Excerpt provided

■ ■ ■ ■

Expectations Influence Reality (and AI)

Edit: I want to be very clear that I'm not espousing the law of attraction. Instead, I'm saying that expectations influence reality—but always indirectly, through our actions and behavior (as informed by our beliefs). The most accurate level of description will always follow the laws of physics, without any spooky direct influences from our beliefs or expectations.

Epistemic status: Exploratory. This idea is based, in part, on hard-to-explain personal experiences with enlightenment states. I know I can explain the underlying model that led me to this conclusion, but it will be time-consuming, and I wanted to publish some of the "implications" from the model first. This post may make more sense to people who have experienced enlightenment or are at least familiar with the three marks of existence.

I've been following LessWrong for about two years, which is just as long as I've been an effective altruist. This topic is weird for a first post; I hope you'll forgive me for honestly stating something that I feel is very important and neglected in this community: the language used to talk about AGI progress and the expectations evoked by that language—both in capabilities and in alignment theory. What expectations should we have about the pace of AGI progress? Is there a right way to feel? I don't think there is a universally true answer (devoid of any implicit framing), but I will argue for a pragmatic response. This also has "self-improvement" applications, although that's not my intention.

Expectations Influence Your Future

When you're trying to update your beliefs about the larger world to match reality, it's helpful to assume that your expectations play no role in how reality will turn out. If you assume otherwise and look for evidence to confirm your current expectations, you will have fallen prey to confirmation bias. That's all fine and good until reality slaps you in the face with disconfirming evidence. (I could link a hundred LessWrong articles here; these are not new ideas.) The lesson we're supposed to take away is that if our beliefs don't match reality, then our beliefs are the problem and must be shifted in the right direction.

However, there are occasions when it's more helpful to adjust reality first and let your beliefs follow suit after—namely, in your personal life.

Suppose that you are depressed and feel hopeless. Life seems awful, and things you previously enjoyed, such as listening to music, seem dull, flat, or empty. Depression is very complex and diverse, but one piece of advice that helped me was to focus on changing my environment and behavior first before trying to challenge unrealistic thoughts.

■ ■ ■ ■

Given information
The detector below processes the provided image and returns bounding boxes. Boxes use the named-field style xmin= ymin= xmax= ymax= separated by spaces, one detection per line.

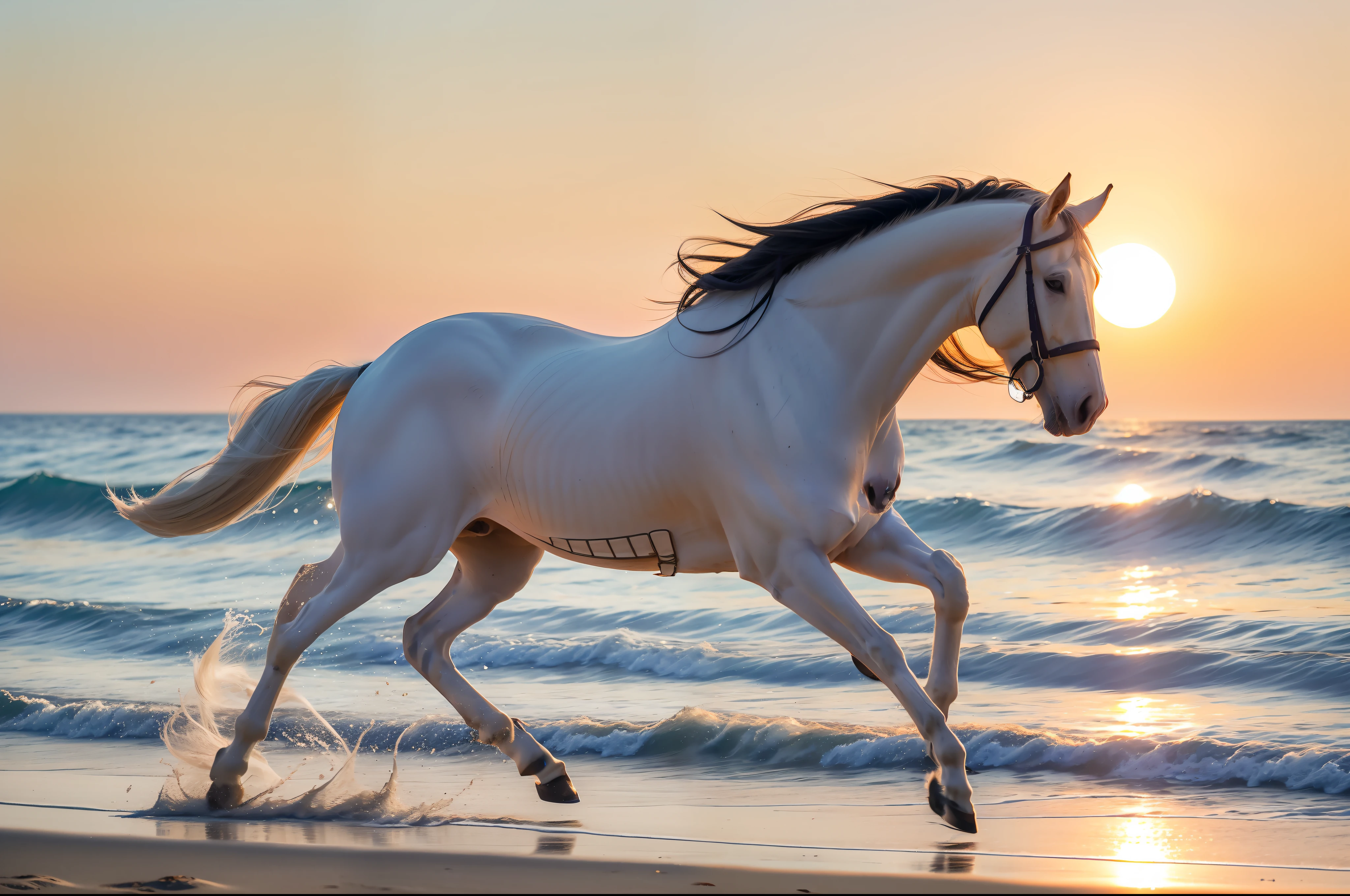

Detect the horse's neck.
xmin=760 ymin=202 xmax=1026 ymax=428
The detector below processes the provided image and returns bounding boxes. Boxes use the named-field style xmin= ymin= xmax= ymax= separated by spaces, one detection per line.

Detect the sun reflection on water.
xmin=1112 ymin=482 xmax=1153 ymax=503
xmin=1115 ymin=565 xmax=1177 ymax=619
xmin=1116 ymin=696 xmax=1158 ymax=734
xmin=1115 ymin=818 xmax=1172 ymax=889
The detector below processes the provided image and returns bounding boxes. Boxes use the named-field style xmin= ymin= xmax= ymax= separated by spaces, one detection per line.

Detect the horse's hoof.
xmin=207 ymin=781 xmax=244 ymax=812
xmin=535 ymin=772 xmax=582 ymax=803
xmin=850 ymin=655 xmax=882 ymax=682
xmin=927 ymin=772 xmax=979 ymax=834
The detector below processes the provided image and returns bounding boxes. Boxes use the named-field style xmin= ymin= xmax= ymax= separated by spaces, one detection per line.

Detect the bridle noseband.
xmin=975 ymin=202 xmax=1101 ymax=402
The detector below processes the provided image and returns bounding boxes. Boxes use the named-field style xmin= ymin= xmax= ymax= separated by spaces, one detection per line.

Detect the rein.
xmin=975 ymin=202 xmax=1101 ymax=402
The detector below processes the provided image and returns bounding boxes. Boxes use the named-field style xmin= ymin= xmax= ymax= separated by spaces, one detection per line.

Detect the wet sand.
xmin=0 ymin=736 xmax=1350 ymax=893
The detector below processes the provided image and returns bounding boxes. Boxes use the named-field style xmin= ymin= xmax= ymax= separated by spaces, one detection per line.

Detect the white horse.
xmin=111 ymin=177 xmax=1110 ymax=831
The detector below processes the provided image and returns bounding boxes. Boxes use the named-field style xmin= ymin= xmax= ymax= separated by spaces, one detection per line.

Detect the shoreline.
xmin=0 ymin=828 xmax=1126 ymax=893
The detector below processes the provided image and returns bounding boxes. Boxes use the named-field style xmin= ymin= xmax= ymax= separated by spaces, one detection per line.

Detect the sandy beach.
xmin=0 ymin=810 xmax=1350 ymax=893
xmin=0 ymin=734 xmax=1350 ymax=893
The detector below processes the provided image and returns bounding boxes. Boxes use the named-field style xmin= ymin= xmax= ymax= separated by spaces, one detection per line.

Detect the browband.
xmin=975 ymin=202 xmax=1101 ymax=401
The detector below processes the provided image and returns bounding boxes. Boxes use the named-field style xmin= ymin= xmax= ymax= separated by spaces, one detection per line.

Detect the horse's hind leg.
xmin=404 ymin=519 xmax=579 ymax=803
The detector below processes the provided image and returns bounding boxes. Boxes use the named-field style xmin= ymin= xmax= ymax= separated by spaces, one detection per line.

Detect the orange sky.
xmin=0 ymin=0 xmax=1350 ymax=420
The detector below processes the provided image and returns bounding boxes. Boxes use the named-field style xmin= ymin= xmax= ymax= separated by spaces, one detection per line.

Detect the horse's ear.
xmin=1037 ymin=174 xmax=1073 ymax=231
xmin=1069 ymin=183 xmax=1112 ymax=227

■ ■ ■ ■

Given instruction A
In the post on expectations and AI, which adjectives describe how previously enjoyed things such as music seem to someone who is depressed? List them all.
Given instruction B
Answer these questions from the post on expectations and AI, each on its own line with the matching mark:
(i) For roughly how long has the author followed LessWrong?
(ii) What bias does the post say you fall into by looking for evidence that confirms your current expectations?
(iii) What epistemic status does the author give the post?
Given instruction C
Continue the post on expectations and AI, picking up after its final sentence.
The records have no connection to the post on expectations and AI.

Written reply A
dull, flat, empty

Written reply B
(i) About two years.
(ii) Confirmation bias.
(iii) Exploratory.

Written reply C
Consider this line of dialogue:

Dylan the Depressed: "This glass of water seems half-empty. Everything seems half-empty to me.

Rowan the Realist: "Well, the glass isn't half-empty; it's just half. It's neither good nor bad, but thinking makes it so. You should update your beliefs accordingly."

Dylan the Depressed: "I can't. No matter how hard I try, the glass seems half-empty to me."

Penny the Pragmatist: "Here, why not add some more water to your glass? Then it won't be half-empty."

Dylan the Depressed: "But it will still seem half-empty on some level, even though I'll know intellectually that it's not. My beliefs won't update that fast."

Penny the Pragmatist: "Fair enough. But if you repeat small, manageable actions like this over time, you might find your beliefs gradually shifting along with them."

This is the most obvious case I could imagine in which it's often more helpful to shift your personal reality (or environment) first before adjusting your beliefs—as long as you already believe sufficiently in your ability to influence reality. That said, the law of equal and opposite advice says that if this doesn't work, perhaps you need to work on changing your beliefs first.

But I don't want to introduce a false dichotomy here; instead, I'd like to offer a gradient model as follows.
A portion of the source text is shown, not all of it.